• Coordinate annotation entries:
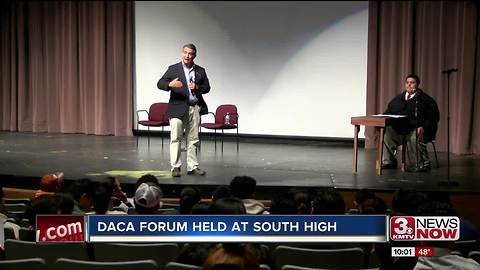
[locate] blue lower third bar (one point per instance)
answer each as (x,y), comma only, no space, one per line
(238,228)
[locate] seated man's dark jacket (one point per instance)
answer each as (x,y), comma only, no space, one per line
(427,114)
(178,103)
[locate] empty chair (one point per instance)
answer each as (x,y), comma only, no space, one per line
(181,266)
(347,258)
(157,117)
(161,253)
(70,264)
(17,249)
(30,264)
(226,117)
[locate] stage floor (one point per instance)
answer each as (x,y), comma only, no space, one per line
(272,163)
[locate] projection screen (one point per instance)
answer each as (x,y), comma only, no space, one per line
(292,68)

• Instruction: Go through the listing above and write it all out exactly, leaving out any picture.

• Written response:
[locate] blue lower third bar (one point per instance)
answer each as (x,y), comma only, no space, one per line
(238,228)
[locate] seated man's dark jacket (one point per instance)
answer each as (x,y), comma only, no space, one per line
(427,114)
(178,103)
[locate] empty chair (one point per instance)
answer each as (x,y), comma only, no space, one per line
(181,266)
(347,258)
(157,117)
(161,253)
(70,264)
(17,249)
(30,264)
(226,117)
[locate] stage floor (one point per instance)
answer each as (x,y), comma only, no space, one per line
(272,163)
[locate] projection screen (one point per instance)
answer each as (x,y), comma only, no space, one per line
(292,68)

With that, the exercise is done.